▶ **Extrait de page**
┏━━

Nous avons rendez-vous dans les caves du Botanique et de son Witloof Bar ce vendredi soir. Au programme : THE DOUG, un jeune homme venu de Clermont-Ferrand pour nous présenter son second EP intitulé simplement “Jeune The Doug”. C’est avec un bagage riche d’influences musicales diverses qu’il est venu à la rencontre d’un public aussi nombreux qu’enthousiaste.
C’est en première partie d’Eddy de Pretto que nous avions fait la connaissance du Doug au printemps dernier à Forest National. C’est aujourd’hui en tant que tête d’affiche qu’il monte sur la scène du Witloof Bar. Il est accompagné de deux musiciens : un batteur et un guitariste à l’instrument bien électrisé. Et dès le début du concert, on est surpris par le coté hybride du projet. Impossible de classer le bonhomme dans une genre musical, aussi large soit-il. Sa musique, son style et son personnage sont trop singuliers pour ça : son timbre de voix réveille le fantôme d’Alain Bashung, son phrasé parfois théâtral et habité évoque les prestations enflammées de Feu! Chatterton, sa guitare acoustique qu’il ne lâche presque jamais nous rappelle qu’il construit ses morceaux dans une approche dite pop-rock, britpop ou carrément plus robuste et sombre. La présence d’une guitare électrique ne faisant que renforcer cette couleur musicale.
Parfois présenté comme influencé par le rap, ce qui ne veut pas dire grand chose, on aurait presque envie de minimiser cette référence à la présence d’une étiquette servant avant tout d’argument marketing, un peu comme Lomepal (que The Doug reconnait apprécié plus que de raison). De temps à autre il déclame ses textes avec une vigueur et un débit bien chargés. Quant à sa plume, elle bascule par alternance entre confidence à fleur de peau, sujets lourds et punchlines brutes de décoffrages, plus frontales et directes, à la manière de Georgio (comme sur le titre “HLM en papier” ou “Dans le décor”). Et pourtant tout ça est d’une cohérence déconcertante et rafraichissante.
C’est donc sans trop d’étonnement que le public présent ce soir semble venir d’horizons très larges et appartenir à des tribus musicales parfois très éloignées les unes aux autres. On retrouve ainsi des ados, des étudiants qui comptent leurs sous pour s’acheter des bières, des trentenaires attentifs et enthousiastes à la fois, et puis il y a aussi des chevelures plus grisonnantes ou dégarnies (désolé les gars, c’est un fait objectif).

┗━━

▶ **Entrées fournies**
┏━━

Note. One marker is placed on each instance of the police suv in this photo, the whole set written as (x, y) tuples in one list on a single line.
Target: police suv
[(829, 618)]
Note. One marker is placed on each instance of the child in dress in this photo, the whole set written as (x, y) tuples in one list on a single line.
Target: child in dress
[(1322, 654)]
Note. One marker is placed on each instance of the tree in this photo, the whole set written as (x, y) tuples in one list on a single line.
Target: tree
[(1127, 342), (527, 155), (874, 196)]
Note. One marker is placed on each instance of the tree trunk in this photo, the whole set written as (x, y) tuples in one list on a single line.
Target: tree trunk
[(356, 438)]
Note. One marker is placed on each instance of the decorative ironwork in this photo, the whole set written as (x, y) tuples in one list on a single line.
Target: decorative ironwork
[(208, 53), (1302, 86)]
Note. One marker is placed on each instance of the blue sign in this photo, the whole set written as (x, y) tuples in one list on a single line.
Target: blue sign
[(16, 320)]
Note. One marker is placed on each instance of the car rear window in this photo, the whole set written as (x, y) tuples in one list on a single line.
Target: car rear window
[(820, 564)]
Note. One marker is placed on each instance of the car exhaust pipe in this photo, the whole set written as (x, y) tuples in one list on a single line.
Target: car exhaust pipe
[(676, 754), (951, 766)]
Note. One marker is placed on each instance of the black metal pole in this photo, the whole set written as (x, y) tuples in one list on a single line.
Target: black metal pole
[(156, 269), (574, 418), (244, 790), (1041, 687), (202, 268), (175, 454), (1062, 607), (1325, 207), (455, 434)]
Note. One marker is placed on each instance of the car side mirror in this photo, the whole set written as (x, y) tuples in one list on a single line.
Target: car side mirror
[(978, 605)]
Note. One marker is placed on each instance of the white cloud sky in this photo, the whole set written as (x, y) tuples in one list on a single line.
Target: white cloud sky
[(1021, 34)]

┗━━

▶ **Liste des tâches**
1. D'après la chronique du concert de The Doug, de quelle ville l'artiste est-il venu ?
2. Rédigez la suite de la chronique du concert de The Doug, à partir de la dernière phrase de l'extrait.

▶ **Résultats**
1. Il est venu de Clermont-Ferrand.

2.
Nous parlions tout à l’heure du personnage à part entière du Doug. En voici l’illustration la plus évident : qui en 2023 oserait s’atteler au projet d’écrire une chanson à la gloire des montagnards ? Pour rappel, The Doug est originaire de l’Auvergne. Et c’est torse nu qu’il chante cette ode aux siens, à ceux qui ne savent pas rester enfermés chez eux, qui partent constamment à l’aventure et explorer les grands espaces. Le sujet parait bateau (un comble pour des montagnards) mais il impulse une lumière et une énergie qui donnerait envie de tout plaquer pour aller les rejoindre sur les cimes avec ces rythmes et sonorités bouillantes et ouvertement rock. On retrouve cette même poésie du quotidien avec “Comme la vie est belle” joué en guitare-voix, aussi fragile qu’intense. The Doug offre plusieurs moments suspendus et étoilés de ce type tout au long de son set. Il réussi aussi à entamer des morceaux presque de manière murmurée avant qu’ils ne s’achèvent en tempête électrique, avec l’inédit “Réparé” par exemple. Et puis il y a aussi d’autres compositions qui pourraient s’écouler sur la bande FM et le DAB+ sans qu’aucun auditeur n’y trouve quoi que ce soit à dire avec ces mélodies pop aussi authentiques que spontanées. Il y a quelque chose qu’on retrouve aussi sur un titre comme “Jour Meilleur” d’Orelsan par exemple. On entend aussi des guitares électriques qui nous renvoient vers le premier album de Coldpay.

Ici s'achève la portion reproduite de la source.